## Your goal
Copy out every line of the records in which "front" can be found.

## Data extract
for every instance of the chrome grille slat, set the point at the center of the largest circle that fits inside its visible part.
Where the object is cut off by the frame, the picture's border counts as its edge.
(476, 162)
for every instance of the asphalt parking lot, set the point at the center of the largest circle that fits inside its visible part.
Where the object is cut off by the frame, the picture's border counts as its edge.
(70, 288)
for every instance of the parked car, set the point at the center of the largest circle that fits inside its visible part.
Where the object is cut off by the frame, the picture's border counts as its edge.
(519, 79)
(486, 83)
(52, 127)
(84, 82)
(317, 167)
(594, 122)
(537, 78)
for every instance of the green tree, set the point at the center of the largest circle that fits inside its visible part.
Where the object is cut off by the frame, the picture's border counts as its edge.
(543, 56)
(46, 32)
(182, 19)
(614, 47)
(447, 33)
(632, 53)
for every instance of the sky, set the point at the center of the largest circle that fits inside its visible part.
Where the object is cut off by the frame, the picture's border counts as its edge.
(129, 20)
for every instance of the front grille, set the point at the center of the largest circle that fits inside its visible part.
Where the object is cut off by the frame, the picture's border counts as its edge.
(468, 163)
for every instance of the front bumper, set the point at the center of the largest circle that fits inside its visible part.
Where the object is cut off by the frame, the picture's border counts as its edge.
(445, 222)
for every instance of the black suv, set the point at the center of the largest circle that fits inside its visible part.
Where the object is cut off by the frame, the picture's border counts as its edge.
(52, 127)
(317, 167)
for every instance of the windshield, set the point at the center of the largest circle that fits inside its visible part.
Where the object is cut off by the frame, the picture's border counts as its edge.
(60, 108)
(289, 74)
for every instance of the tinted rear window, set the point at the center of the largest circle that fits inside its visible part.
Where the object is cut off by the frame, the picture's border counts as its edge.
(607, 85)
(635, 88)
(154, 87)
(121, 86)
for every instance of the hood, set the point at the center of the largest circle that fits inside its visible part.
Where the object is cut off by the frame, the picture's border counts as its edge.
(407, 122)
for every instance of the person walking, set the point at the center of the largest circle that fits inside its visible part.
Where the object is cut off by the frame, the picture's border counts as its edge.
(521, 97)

## Answer to this problem
for every instance of the front grille, set the point at the center of the largest circle that fits inside its visible part.
for every instance of the front bumper, set the point at the center of the largest circle that fits inside its visible part.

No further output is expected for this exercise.